* **TEXT PASSAGE**
========

I really like Tim Keller– I really do. He is a brilliant thinker, a passionate preacher and an articulate apologist. Unfortunately he is also suffers from a severe bout of Calvinism-Cognitive-Dissonance (click here for more info). Either that or he lacks the courage or will-power to say publicly what he holds privately in safe theological quarters, like his home church. Either way I am troubled by this increasing trend by Calvinists. I have tried to highlight in other posts how Calvinists are shockingly duplicitous in regards to their own theology. In public forums and public blogs that are “unsafe” for full Calvinistic disclosure they often choose to double-deal in Arminian theological terminology rather than unveil the nefarious and utterly horrific implications of their Calvinistic beliefs.

For example, John Piper insists that sovereignty means God decrees and wills every evil choice and event in human history–and does so irresistibly. That is to say man’s actions are irresistibly determined and rendered certain by God’s will, and he can no more avoid doing what God has decreed than he can sprout wings and fly to the moon. But later when Piper attempts to explain such a scenario for the mass consumption of his followers he obscures the most controversial element of his argument by dropping the language of decree and picking up the language of permission, saying “God has established a world in which sin will indeed come to pass by God’s permission.” [1] Given the fact that Piper believes that 1) God’s foreordaining mind is the author and origin of everything that occurs, and that 2) God has decreed every thought, desire and choice of man, it is quite silly and disingenuous for Piper to say God permits what he has decreed–as if he had to act as a middleman between His decree and the outworking of His decree. Does God need to get permission from himself? [2]

In returning to Tim Keller let me reiterate that I admire and appreciate Keller (and Piper’s pastoral heart for that matter) for much of what he writes and preaches, but it is concerning to see how consistent leading Calvinists are in being inconsistent! Is it a lack of courage or integrity? I don’t mean to insinuate moral integrity but a lack of theological integrity (unity) that invites the all too common temptation to speak out of both sides of one’s mouth.

========

* **WRITTEN EXERCISE 1**
Answer these about the Calvinism post, one line each:
(a) What three descriptions does the writer give of Tim Keller in the opening paragraph?
(b) When Piper explains his view to his followers, which language does he drop, and which does he pick up?
(c) In the final paragraph, what kind of integrity does the writer say is lacking, as opposed to moral integrity?
* **WRITTEN EXERCISE 2**
Decide whether each statement agrees with the Calvinism post. Answer yes or no, and quote the words that decide it.
(a) The writer says he dislikes Tim Keller.
(b) According to the post, Piper believes God has decreed every thought, desire and choice of man.
(c) The writer means to suggest that Keller lacks moral integrity.
The lines after this are not needed.

========

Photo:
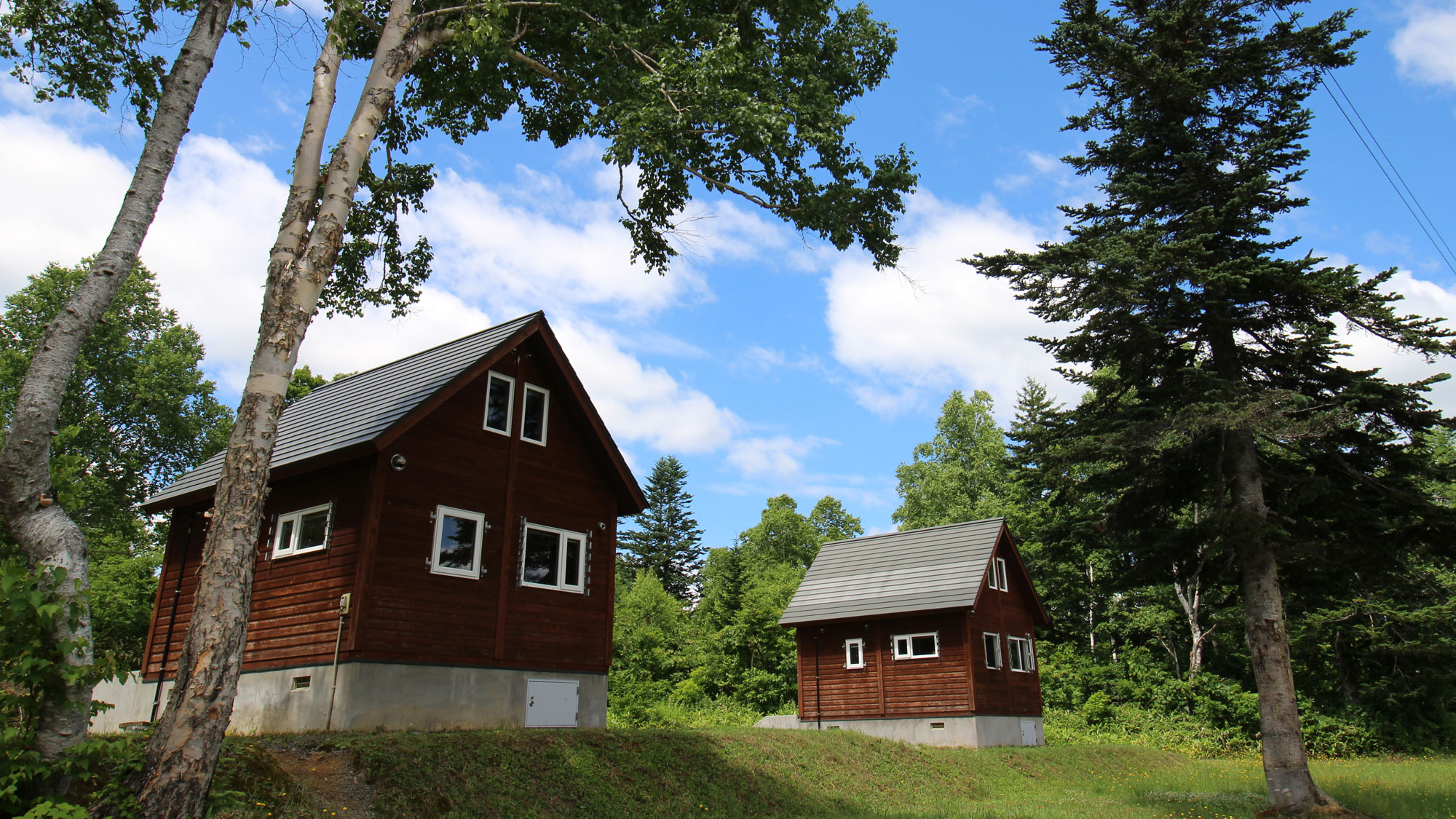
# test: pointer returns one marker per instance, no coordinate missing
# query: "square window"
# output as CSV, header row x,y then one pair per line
x,y
458,542
992,650
1018,650
534,414
554,558
304,531
918,646
499,394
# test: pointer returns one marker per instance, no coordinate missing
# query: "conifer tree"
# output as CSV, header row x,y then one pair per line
x,y
1209,347
668,538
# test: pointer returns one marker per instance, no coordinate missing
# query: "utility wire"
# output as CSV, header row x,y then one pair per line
x,y
1403,190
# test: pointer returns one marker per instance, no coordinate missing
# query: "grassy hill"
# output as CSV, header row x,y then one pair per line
x,y
740,772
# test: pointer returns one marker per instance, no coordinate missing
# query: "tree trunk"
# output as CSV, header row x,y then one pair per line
x,y
27,499
186,746
1286,767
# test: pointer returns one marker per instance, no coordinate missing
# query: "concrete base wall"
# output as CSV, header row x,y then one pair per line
x,y
982,730
371,695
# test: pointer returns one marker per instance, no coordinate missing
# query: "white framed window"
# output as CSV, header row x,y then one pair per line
x,y
500,394
554,558
1018,654
918,646
304,531
534,414
992,649
458,542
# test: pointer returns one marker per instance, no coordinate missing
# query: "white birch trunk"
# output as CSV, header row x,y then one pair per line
x,y
47,534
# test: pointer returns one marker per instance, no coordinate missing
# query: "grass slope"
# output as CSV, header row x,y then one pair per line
x,y
742,772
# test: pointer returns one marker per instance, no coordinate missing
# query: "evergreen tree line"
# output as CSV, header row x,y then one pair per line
x,y
697,641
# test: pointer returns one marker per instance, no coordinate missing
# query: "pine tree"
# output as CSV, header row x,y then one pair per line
x,y
668,538
1211,352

========

* **SOLUTION 1**
(a) A brilliant thinker, a passionate preacher and an articulate apologist.
(b) He drops the language of decree and picks up the language of permission.
(c) Theological integrity (unity).

* **SOLUTION 2**
(a) No: "I really like Tim Keller– I really do."
(b) Yes: "God has decreed every thought, desire and choice of man"
(c) No: "I don’t mean to insinuate moral integrity but a lack of theological integrity (unity)"